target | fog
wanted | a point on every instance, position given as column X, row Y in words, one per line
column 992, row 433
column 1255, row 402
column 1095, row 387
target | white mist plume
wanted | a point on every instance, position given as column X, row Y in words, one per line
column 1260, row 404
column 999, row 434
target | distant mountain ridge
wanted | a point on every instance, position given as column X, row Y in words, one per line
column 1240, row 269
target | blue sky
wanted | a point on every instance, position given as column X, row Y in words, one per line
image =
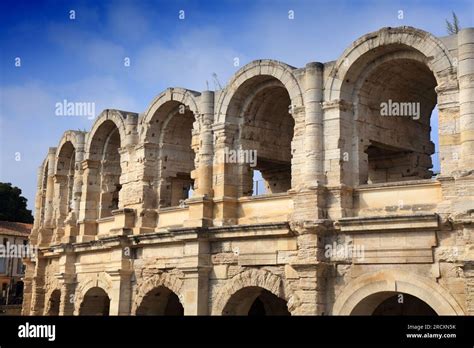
column 83, row 59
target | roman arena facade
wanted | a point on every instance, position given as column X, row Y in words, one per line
column 353, row 221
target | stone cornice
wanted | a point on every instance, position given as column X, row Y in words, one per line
column 389, row 223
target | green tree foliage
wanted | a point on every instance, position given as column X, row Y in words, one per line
column 13, row 205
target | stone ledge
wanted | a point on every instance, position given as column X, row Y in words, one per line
column 389, row 223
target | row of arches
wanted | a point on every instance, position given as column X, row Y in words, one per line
column 251, row 301
column 371, row 294
column 268, row 109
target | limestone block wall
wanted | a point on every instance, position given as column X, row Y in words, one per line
column 150, row 214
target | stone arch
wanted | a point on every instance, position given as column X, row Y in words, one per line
column 253, row 278
column 173, row 94
column 272, row 68
column 169, row 130
column 102, row 281
column 405, row 61
column 260, row 110
column 385, row 40
column 428, row 291
column 75, row 138
column 165, row 279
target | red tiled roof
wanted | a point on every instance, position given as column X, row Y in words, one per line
column 15, row 228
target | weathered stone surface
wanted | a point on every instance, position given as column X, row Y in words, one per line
column 346, row 163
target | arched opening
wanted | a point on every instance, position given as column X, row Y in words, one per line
column 392, row 303
column 171, row 127
column 105, row 150
column 255, row 301
column 54, row 302
column 393, row 96
column 95, row 302
column 161, row 301
column 262, row 107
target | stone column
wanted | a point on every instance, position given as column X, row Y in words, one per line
column 200, row 205
column 89, row 200
column 466, row 96
column 49, row 207
column 226, row 176
column 78, row 173
column 28, row 285
column 204, row 172
column 314, row 124
column 120, row 293
column 195, row 290
column 38, row 288
column 308, row 270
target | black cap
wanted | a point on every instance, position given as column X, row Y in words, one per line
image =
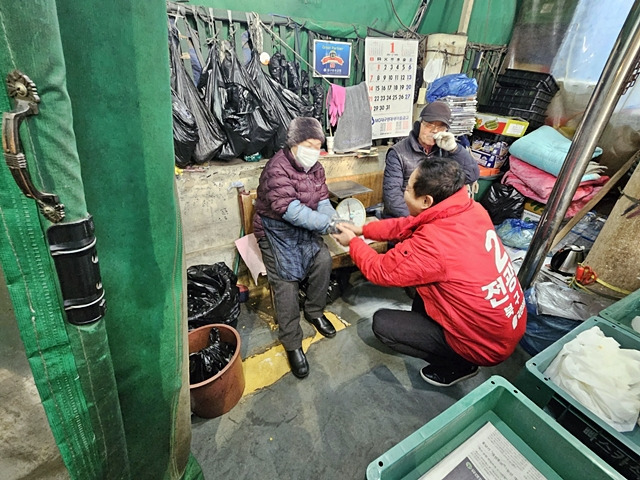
#####
• _Exercise task_: Copy the data word for word, beginning at the line containing "target | white mist plume" and ending after the line containing "column 13, row 205", including both of those lines. Leave the pictures out.

• _Expected answer_:
target | white mist plume
wanted | a point on every instance, position given as column X, row Y in words, one per line
column 1260, row 404
column 999, row 434
target | distant mountain ridge
wanted | a point on every instance, position given as column X, row Y in words, one per line
column 1240, row 269
target | blue sky
wanted | a point on every instance, position given as column X, row Y in words, one per line
image =
column 83, row 59
target | roman arena facade
wanted | a point on every instance, position given as column X, row Y in words, one per line
column 353, row 221
target | stone cornice
wanted | a point on every instance, position given as column X, row Y in words, one per line
column 389, row 223
target | green tree foliage
wanted | a point on every instance, position given as column X, row Y in words, one per line
column 13, row 205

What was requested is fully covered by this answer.